** start of DATA FOR PROCESSING **
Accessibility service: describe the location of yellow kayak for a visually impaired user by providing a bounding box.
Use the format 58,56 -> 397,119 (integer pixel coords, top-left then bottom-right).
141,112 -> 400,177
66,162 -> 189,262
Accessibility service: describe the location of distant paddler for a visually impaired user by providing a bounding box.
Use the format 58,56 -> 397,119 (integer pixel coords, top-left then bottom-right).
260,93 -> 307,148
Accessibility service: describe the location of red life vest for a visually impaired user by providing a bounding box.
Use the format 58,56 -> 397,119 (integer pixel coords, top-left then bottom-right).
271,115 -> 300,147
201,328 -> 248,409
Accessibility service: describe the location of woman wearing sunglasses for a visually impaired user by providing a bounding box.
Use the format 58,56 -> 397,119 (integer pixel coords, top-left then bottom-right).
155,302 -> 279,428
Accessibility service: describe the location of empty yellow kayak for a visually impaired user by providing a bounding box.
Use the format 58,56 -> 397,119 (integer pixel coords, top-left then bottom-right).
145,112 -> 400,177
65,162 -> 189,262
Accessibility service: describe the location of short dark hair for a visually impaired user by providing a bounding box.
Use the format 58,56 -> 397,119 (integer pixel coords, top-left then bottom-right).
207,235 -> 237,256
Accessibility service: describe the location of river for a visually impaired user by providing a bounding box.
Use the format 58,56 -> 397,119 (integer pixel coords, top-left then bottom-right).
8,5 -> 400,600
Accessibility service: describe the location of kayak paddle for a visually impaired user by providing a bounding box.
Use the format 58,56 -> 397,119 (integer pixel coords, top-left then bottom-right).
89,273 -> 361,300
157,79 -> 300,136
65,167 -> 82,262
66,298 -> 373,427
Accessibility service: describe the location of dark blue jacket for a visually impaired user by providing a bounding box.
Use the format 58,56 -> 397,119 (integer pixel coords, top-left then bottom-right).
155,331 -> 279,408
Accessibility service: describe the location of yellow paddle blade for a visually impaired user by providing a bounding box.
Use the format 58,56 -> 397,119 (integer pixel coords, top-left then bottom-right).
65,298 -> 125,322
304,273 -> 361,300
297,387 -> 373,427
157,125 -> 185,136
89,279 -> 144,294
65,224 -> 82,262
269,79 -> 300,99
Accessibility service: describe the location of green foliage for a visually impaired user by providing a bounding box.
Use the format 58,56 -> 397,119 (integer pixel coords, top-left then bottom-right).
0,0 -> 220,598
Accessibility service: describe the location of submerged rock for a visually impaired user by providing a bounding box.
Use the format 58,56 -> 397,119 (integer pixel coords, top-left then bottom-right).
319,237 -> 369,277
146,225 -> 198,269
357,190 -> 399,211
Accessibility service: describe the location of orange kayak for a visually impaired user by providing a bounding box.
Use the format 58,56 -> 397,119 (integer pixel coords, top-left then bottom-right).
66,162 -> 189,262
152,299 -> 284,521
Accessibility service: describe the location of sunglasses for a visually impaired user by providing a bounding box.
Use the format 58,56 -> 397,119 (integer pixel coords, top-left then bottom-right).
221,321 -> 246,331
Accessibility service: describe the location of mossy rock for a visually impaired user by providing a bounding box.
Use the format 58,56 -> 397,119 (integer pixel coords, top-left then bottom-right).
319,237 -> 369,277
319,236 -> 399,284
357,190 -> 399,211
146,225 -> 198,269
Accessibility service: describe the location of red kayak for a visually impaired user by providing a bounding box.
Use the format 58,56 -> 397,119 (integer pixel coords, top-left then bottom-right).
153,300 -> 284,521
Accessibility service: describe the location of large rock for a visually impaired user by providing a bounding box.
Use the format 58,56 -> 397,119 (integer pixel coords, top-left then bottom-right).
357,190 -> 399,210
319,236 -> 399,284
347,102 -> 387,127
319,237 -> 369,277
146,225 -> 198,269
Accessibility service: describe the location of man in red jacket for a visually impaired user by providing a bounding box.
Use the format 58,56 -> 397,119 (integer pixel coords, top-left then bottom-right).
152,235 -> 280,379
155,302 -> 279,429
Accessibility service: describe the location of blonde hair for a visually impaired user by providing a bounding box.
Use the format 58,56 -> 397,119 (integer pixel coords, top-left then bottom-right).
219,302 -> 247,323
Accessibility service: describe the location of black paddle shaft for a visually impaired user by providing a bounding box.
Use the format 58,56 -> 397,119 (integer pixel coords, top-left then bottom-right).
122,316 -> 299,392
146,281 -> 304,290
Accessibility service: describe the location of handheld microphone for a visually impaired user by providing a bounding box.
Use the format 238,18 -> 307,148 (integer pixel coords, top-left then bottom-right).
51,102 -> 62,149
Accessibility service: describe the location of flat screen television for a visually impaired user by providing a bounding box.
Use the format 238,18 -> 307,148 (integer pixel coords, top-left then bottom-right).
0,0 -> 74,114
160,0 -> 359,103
** end of DATA FOR PROCESSING **
REQUIRED WORK: Recast these lines as a JSON list of strings, one string per line, leaving out any blank lines.

FINAL ANSWER:
[
  "Accessibility service: describe the location of yellow kayak for a visually impaired user by providing a bounding box.",
  "Use the format 58,56 -> 397,119 (integer pixel coords, top-left then bottom-right).",
  "141,112 -> 400,177",
  "66,162 -> 189,262",
  "Accessibility service: describe the location of distant paddler for a visually impaired user by providing a bounding box.",
  "Use the format 58,56 -> 397,119 (integer pixel coords, top-left then bottom-right).",
  "260,93 -> 307,148",
  "Accessibility service: describe the location of red life vest for a visually impaired user by providing a bounding box.",
  "Use the format 58,56 -> 397,119 (integer pixel coords, top-left then bottom-right).",
  "271,115 -> 300,147",
  "201,328 -> 248,409",
  "Accessibility service: describe the location of woman wearing sunglasses for a visually impaired user by providing a bounding box.",
  "Use the format 58,56 -> 397,119 (integer pixel coords, top-left then bottom-right).",
  "155,302 -> 279,428",
  "Accessibility service: describe the location of empty yellow kayak for a visually impaired user by providing a bounding box.",
  "Use the format 58,56 -> 397,119 (integer pixel coords, top-left then bottom-right).",
  "145,112 -> 400,177",
  "65,162 -> 189,262",
  "Accessibility service: describe the location of short dark hair for a visually impaired user by providing a bounding box.",
  "Use the format 58,56 -> 397,119 (integer pixel coords, top-left then bottom-right).",
  "207,235 -> 237,256",
  "Accessibility service: describe the location of river for a visually impaired user by providing a bounding box.",
  "Use the format 58,56 -> 397,119 (integer pixel coords, top-left then bottom-right).",
  "8,5 -> 400,600",
  "Accessibility service: describe the location of kayak paddle for a visually impaired user by providing a bounding box.",
  "Use the format 58,56 -> 397,119 (integer pixel coords, top-left then bottom-right).",
  "89,273 -> 361,300",
  "157,79 -> 300,136",
  "65,167 -> 82,262",
  "66,298 -> 373,427",
  "Accessibility service: describe the location of dark blue jacket for a visually impaired user by providing a bounding box.",
  "Use the format 58,56 -> 397,119 (integer pixel coords, top-left then bottom-right).",
  "155,331 -> 279,408",
  "Accessibility service: describe the location of yellow paddle blade for a visually impaired user by providing a bounding box.",
  "Use the format 58,56 -> 397,119 (integer pixel coords, top-left then bottom-right).",
  "65,298 -> 125,322",
  "304,273 -> 361,300",
  "297,387 -> 373,427",
  "157,125 -> 185,136",
  "89,279 -> 144,294",
  "65,224 -> 82,262",
  "269,79 -> 300,99",
  "Accessibility service: describe the location of green foliage for a visually impaired user by providing a bounding box.",
  "Use the format 58,56 -> 397,119 (integer pixel coords, top-left then bottom-right).",
  "0,0 -> 220,598",
  "Accessibility service: describe the location of submerged rock for a visually impaired user by providing a bounding box.",
  "Use the format 58,56 -> 397,119 (integer pixel coords, top-left then bottom-right).",
  "319,237 -> 369,277",
  "146,225 -> 198,269",
  "357,190 -> 399,211",
  "Accessibility service: describe the location of orange kayak for a visually impaired user by providing a bounding box.",
  "Use the format 58,56 -> 397,119 (integer pixel coords, top-left then bottom-right).",
  "66,162 -> 189,262",
  "152,299 -> 284,521",
  "Accessibility service: describe the location of sunglasses for a visually impaired user by providing a bounding box.",
  "Use the format 58,56 -> 397,119 (integer pixel coords, top-left then bottom-right).",
  "221,321 -> 246,331",
  "Accessibility service: describe the location of mossy rock for a visually impaired user by providing a bounding box.",
  "Use the format 58,56 -> 397,119 (integer pixel coords, top-left then bottom-right).",
  "319,237 -> 369,277",
  "319,236 -> 399,284",
  "357,190 -> 399,211",
  "146,225 -> 198,269",
  "Accessibility service: describe the location of red kayak for a visually impaired user by providing a bounding box.",
  "Use the format 58,56 -> 397,119 (integer pixel coords, top-left then bottom-right).",
  "153,300 -> 284,521",
  "Accessibility service: describe the location of large rock for a visually impaired user by providing a bounding box.",
  "Use the format 58,56 -> 397,119 (integer pixel coords, top-left then bottom-right).",
  "357,190 -> 399,210",
  "319,236 -> 399,284",
  "347,102 -> 387,127",
  "319,237 -> 369,277",
  "146,225 -> 198,269",
  "Accessibility service: describe the location of man in red jacket for a visually impaired user by providing a bounding box.",
  "Use the format 58,56 -> 397,119 (integer pixel coords, top-left then bottom-right).",
  "152,235 -> 280,379",
  "155,302 -> 279,429",
  "Accessibility service: describe the location of blonde hair for a visually impaired user by providing a bounding box.",
  "Use the format 58,56 -> 397,119 (integer pixel coords, top-left then bottom-right).",
  "219,302 -> 247,323",
  "Accessibility service: describe the location of black paddle shaft for a visually impaired user by providing a bounding box.",
  "Use the format 58,56 -> 397,119 (integer pixel coords, top-left then bottom-right).",
  "122,316 -> 299,392",
  "146,281 -> 304,290",
  "Accessibility service: describe the location of handheld microphone for a visually impaired user by providing a bounding box.",
  "Use the format 238,18 -> 307,148 (integer pixel coords, top-left then bottom-right).",
  "51,102 -> 62,149",
  "Accessibility service: describe the location of flat screen television for a visually impaired user by providing a bounding box.",
  "Use the format 238,18 -> 307,148 (integer pixel coords, top-left then bottom-right).",
  "0,0 -> 74,114",
  "160,0 -> 359,103"
]